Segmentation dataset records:
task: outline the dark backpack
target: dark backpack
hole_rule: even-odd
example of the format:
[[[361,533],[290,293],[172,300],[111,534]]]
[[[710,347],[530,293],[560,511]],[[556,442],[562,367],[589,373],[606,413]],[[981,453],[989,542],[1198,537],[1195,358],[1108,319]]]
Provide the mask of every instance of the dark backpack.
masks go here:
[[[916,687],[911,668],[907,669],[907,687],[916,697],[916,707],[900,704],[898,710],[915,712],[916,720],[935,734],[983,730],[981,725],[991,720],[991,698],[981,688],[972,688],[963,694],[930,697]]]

The exercise:
From the data above, extract every line in its exact form.

Exercise answer:
task: outline the dark backpack
target: dark backpack
hole_rule: even-odd
example of the format:
[[[361,533],[290,293],[172,300],[111,534]]]
[[[710,347],[530,293],[560,511]],[[556,442],[562,367],[589,373],[606,413]],[[981,453],[989,542],[1198,537],[1195,358],[1108,319]]]
Provide the mask of every instance of the dark backpack.
masks go here:
[[[916,687],[911,668],[907,669],[907,687],[916,697],[916,707],[900,704],[898,710],[915,712],[916,720],[935,734],[983,730],[981,725],[991,720],[991,698],[981,688],[972,688],[963,694],[930,697]]]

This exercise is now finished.